(Beginning of DATA FOR ANALYSIS)

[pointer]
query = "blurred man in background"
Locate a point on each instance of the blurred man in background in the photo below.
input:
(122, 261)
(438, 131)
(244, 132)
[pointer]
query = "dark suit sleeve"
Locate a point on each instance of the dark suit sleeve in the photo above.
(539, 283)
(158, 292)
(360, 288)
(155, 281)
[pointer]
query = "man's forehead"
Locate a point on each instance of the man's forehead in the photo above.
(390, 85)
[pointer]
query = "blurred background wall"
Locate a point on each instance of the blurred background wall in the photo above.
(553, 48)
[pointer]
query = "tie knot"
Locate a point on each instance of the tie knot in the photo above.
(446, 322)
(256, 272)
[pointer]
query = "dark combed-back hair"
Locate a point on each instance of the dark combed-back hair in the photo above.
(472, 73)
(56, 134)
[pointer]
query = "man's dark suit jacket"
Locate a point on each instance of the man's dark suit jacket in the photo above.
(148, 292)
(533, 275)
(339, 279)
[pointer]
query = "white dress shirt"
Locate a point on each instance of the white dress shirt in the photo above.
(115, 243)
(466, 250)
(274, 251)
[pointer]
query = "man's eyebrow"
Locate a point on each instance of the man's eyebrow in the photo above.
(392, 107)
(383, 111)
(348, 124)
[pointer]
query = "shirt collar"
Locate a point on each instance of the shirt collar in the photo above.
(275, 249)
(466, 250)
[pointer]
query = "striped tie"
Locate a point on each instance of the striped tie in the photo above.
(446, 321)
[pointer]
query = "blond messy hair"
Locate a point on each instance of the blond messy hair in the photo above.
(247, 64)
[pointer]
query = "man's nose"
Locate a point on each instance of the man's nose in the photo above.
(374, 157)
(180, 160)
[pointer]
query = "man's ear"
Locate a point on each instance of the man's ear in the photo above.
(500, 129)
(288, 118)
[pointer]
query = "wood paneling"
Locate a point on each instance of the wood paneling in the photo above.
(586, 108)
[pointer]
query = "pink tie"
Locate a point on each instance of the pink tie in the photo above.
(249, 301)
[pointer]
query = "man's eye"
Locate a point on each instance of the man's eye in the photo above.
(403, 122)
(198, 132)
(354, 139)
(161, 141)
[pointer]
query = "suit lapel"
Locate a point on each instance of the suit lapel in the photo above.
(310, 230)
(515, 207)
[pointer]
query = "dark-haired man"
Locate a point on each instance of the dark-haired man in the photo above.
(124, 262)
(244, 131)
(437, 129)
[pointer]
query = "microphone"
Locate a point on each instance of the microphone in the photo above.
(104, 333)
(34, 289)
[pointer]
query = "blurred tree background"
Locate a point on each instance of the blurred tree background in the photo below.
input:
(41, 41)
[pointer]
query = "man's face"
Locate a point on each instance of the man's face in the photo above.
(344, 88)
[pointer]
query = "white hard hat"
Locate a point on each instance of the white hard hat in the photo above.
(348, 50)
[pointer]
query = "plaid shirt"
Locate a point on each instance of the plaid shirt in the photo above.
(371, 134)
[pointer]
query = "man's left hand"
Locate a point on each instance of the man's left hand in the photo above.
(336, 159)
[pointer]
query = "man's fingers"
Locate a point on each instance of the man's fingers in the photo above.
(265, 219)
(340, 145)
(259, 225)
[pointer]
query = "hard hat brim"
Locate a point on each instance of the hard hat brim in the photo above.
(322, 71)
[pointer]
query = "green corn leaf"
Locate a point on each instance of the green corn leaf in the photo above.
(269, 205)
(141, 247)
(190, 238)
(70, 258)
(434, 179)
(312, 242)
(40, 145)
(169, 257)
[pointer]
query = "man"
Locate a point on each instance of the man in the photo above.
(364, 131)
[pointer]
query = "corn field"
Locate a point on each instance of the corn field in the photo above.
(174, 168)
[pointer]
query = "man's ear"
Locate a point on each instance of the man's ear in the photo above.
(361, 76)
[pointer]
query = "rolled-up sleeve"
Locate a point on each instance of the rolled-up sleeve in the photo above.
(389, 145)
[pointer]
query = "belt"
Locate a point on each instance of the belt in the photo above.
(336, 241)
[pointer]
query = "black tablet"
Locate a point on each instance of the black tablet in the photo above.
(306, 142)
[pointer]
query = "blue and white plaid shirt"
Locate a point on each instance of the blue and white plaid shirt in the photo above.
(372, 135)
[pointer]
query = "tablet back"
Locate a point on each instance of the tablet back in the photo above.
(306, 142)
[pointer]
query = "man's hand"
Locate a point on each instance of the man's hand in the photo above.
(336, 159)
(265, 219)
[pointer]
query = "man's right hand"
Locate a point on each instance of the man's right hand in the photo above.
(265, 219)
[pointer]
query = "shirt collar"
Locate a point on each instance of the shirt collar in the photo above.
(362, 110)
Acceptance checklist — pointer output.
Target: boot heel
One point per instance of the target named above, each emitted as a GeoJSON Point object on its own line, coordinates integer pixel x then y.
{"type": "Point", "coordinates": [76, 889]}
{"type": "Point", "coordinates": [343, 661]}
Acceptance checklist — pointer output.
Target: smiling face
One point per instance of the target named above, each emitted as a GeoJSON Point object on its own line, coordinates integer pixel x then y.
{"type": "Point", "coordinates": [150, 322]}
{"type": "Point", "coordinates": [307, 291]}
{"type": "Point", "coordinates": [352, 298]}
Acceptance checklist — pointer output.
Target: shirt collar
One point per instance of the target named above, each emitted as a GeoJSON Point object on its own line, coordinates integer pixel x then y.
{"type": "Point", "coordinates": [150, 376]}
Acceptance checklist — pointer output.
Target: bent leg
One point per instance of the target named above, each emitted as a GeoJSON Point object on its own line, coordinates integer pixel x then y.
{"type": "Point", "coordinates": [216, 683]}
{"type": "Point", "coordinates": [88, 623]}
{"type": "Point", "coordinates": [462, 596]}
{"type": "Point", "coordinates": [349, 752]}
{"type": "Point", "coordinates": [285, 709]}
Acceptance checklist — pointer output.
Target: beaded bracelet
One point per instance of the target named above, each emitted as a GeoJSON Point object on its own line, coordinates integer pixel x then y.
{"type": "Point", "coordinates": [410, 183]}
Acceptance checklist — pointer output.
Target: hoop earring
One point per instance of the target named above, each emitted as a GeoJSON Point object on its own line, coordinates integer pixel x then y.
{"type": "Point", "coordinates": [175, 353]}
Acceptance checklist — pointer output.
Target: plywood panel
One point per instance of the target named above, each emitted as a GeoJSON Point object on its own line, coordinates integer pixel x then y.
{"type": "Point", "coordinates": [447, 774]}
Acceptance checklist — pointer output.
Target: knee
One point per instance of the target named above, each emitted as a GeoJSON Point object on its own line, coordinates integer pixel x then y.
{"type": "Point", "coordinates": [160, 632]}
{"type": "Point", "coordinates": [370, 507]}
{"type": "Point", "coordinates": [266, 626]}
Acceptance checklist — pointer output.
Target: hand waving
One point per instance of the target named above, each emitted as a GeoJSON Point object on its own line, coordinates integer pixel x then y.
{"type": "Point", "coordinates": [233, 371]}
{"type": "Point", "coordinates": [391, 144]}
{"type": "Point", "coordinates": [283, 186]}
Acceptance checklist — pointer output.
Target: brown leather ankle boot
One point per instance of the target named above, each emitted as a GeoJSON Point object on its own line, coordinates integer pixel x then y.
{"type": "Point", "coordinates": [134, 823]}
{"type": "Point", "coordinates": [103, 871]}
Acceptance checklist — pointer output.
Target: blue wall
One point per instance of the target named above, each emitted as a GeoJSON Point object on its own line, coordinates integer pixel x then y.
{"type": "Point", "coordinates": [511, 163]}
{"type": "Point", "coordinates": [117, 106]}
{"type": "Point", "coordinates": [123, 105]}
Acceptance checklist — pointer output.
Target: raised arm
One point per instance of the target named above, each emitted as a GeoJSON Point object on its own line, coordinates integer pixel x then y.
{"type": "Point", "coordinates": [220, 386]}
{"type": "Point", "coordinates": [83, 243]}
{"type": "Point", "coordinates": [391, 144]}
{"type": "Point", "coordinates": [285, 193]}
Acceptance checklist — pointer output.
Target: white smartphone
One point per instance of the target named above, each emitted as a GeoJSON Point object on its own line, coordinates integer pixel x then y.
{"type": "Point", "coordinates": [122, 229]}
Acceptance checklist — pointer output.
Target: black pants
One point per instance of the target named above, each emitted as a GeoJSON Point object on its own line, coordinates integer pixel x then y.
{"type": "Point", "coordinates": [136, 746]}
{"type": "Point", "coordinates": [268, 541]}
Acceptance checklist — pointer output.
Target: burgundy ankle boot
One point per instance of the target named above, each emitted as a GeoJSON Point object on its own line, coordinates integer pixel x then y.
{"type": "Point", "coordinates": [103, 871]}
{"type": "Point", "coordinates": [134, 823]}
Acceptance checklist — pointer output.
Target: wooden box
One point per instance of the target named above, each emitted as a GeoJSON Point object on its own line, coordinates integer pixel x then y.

(End of DATA FOR ANALYSIS)

EXERCISE AIM:
Go through the material above, find each line with the string "below", and copy it.

YOUR SOLUTION:
Locate a point on each instance of the blurred man in background in the photo below.
Locate a point on each instance of the blurred tree background in the photo below.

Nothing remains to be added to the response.